=== Supplied records ===

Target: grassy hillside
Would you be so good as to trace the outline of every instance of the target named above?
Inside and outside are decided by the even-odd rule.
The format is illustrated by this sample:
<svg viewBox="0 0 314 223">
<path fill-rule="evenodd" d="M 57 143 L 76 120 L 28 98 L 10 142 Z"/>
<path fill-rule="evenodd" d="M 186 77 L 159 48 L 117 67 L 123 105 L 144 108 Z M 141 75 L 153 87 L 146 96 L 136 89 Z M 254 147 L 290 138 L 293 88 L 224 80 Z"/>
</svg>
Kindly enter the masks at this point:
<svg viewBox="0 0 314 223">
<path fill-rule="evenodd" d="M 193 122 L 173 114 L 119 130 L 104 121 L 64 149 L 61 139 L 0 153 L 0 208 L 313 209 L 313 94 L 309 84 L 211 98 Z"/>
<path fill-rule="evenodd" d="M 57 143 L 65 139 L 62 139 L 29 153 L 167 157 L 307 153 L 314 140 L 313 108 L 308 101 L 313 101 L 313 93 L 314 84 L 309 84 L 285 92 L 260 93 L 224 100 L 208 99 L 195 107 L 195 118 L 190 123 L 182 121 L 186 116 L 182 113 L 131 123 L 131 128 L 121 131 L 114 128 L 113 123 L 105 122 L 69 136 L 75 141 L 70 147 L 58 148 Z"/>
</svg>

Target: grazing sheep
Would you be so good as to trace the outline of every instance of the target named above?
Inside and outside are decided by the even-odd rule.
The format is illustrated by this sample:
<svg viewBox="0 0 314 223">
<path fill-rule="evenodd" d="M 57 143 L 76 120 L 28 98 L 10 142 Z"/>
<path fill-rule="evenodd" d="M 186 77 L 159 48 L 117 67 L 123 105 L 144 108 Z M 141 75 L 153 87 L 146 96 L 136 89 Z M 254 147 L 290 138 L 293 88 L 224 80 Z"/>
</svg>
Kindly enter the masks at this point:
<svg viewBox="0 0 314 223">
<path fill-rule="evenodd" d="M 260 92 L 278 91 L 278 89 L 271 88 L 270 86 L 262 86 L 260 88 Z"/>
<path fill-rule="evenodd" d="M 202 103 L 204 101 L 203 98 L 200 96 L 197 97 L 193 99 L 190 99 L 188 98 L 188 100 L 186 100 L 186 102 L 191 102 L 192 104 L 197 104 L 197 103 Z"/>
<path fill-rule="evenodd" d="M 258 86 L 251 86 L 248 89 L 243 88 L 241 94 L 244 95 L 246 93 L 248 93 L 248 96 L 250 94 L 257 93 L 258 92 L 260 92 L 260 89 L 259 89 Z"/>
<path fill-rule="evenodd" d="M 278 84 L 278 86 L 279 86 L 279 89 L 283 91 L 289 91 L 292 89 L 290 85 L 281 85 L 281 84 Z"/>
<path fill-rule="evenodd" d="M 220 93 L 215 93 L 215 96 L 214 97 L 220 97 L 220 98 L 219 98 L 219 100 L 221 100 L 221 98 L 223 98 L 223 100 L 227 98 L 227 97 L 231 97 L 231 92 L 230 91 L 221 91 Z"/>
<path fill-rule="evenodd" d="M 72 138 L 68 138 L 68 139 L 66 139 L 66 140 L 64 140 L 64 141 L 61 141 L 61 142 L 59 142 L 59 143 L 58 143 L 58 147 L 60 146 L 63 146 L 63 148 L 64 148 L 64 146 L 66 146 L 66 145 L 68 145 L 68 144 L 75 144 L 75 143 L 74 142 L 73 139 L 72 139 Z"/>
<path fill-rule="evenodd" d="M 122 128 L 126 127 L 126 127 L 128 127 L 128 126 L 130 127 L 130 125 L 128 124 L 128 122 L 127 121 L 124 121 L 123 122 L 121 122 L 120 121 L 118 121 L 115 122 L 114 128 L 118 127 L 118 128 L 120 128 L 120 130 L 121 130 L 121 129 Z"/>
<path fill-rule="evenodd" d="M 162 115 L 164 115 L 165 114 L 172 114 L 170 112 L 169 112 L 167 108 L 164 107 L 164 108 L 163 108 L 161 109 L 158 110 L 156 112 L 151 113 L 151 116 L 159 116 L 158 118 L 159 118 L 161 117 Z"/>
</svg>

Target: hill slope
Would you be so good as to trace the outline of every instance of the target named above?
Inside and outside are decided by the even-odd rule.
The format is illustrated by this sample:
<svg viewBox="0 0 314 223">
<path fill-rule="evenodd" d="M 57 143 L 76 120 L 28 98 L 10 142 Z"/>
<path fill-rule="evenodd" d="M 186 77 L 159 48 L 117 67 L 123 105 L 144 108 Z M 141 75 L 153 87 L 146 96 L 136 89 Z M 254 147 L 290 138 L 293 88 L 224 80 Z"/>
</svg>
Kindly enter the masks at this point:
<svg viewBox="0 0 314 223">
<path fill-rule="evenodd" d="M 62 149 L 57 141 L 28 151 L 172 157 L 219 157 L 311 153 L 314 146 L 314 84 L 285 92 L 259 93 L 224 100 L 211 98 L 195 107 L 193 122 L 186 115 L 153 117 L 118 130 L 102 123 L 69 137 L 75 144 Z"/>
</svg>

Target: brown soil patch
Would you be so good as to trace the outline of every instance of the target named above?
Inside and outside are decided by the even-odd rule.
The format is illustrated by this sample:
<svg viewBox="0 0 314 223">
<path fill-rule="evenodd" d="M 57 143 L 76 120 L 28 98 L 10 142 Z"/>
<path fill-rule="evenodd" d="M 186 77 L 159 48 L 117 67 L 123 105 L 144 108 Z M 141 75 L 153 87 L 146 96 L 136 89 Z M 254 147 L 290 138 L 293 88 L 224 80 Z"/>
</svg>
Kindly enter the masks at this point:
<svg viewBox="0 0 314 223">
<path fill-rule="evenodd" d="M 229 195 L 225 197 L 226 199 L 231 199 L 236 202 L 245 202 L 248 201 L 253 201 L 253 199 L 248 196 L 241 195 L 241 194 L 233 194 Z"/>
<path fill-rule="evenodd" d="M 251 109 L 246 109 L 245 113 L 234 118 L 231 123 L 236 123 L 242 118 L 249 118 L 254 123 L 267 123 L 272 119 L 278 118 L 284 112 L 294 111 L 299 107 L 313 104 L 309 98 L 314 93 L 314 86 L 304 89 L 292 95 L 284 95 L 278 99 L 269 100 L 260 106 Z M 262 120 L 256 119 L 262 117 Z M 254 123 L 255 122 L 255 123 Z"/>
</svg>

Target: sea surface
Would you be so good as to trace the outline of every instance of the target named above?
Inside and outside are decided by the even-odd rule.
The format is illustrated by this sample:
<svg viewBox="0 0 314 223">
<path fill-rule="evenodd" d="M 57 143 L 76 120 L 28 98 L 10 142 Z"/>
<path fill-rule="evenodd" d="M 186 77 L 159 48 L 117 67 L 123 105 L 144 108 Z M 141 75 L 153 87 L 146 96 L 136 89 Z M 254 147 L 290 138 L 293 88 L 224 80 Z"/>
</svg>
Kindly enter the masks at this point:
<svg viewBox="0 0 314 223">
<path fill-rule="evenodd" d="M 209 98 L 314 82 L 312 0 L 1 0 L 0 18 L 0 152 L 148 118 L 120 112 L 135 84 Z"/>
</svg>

===

What to work on: Can you print, unchanged, the lines of the rows running from the one containing "Target: sea surface" through the last line above, with both of those lines included?

Response:
Target: sea surface
Would you be so good as to trace the outline of every instance of the target named above?
Inside and outside are decided by the even-odd rule.
The format is illustrated by this sample:
<svg viewBox="0 0 314 223">
<path fill-rule="evenodd" d="M 57 143 L 76 120 L 28 98 L 10 142 Z"/>
<path fill-rule="evenodd" d="M 186 77 L 159 48 L 117 67 L 123 105 L 144 108 Z M 141 75 L 153 87 L 146 96 L 136 89 Z M 254 147 L 290 138 L 293 88 L 224 80 Z"/>
</svg>
Kindly enter the masks at this point:
<svg viewBox="0 0 314 223">
<path fill-rule="evenodd" d="M 209 98 L 314 82 L 312 0 L 1 0 L 0 18 L 0 152 L 148 118 L 120 112 L 135 84 Z"/>
</svg>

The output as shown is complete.